EXCERPTED PASSAGE:
::::::::::
# Kazooie's Thread



## coribelle (Jan 20, 2012)

Friday night our little Kazooie came home, and I feel so blessed - things could not have gone better! She was, and has been, a doll the entire time. Friday night she wheeled on her CSBW (all night long) and ate almost all of her food. I was so excited! 
She is so well tempered and such a little explorer. Of course she huffs and puffs when my boyfriend or I wake her up, but after that it is smooth sailing! She crawls all over the place and then comes and curls up for a quick nap when she gets tired. We absolutely love her 

Pictures from our breeder:



















Hello!









Climbing!


----------



## Rainy (Jul 27, 2011)

Awe....she's beautiful. I bet you are so excited to have her home. 

I love the picture of her on the igloo. She's saying, "how does this door thing work again?"


----------



## vasogoma (Feb 25, 2012)

Holy cow! She is absolutely adorable  Congrats!


----------



## ashh51191 (Dec 23, 2011)

I love her name, so cute! & I love the picture of her on her igloo


----------



## coribelle (Jan 20, 2012)
::::::::::
SHORT PROBLEM:
Rewrite the passage of the Kazooie thread that begins at the words "# Kazooie's Thread" and stops after "was so excited!", putting "Saturday night" wherever "Friday night" appears.

SOURCE DATA:
::::::::::
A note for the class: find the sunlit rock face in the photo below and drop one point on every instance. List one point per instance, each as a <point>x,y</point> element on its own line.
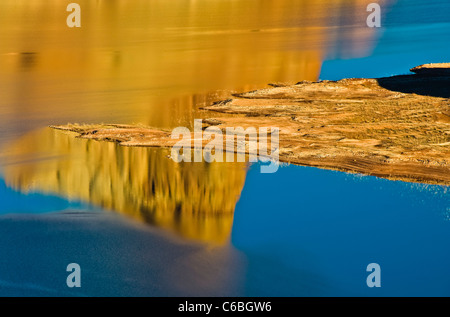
::::::::::
WORKED SOLUTION:
# Kazooie's Thread



## coribelle (Jan 20, 2012)

Saturday night our little Kazooie came home, and I feel so blessed - things could not have gone better! She was, and has been, a doll the entire time. Saturday night she wheeled on her CSBW (all night long) and ate almost all of her food. I was so excited!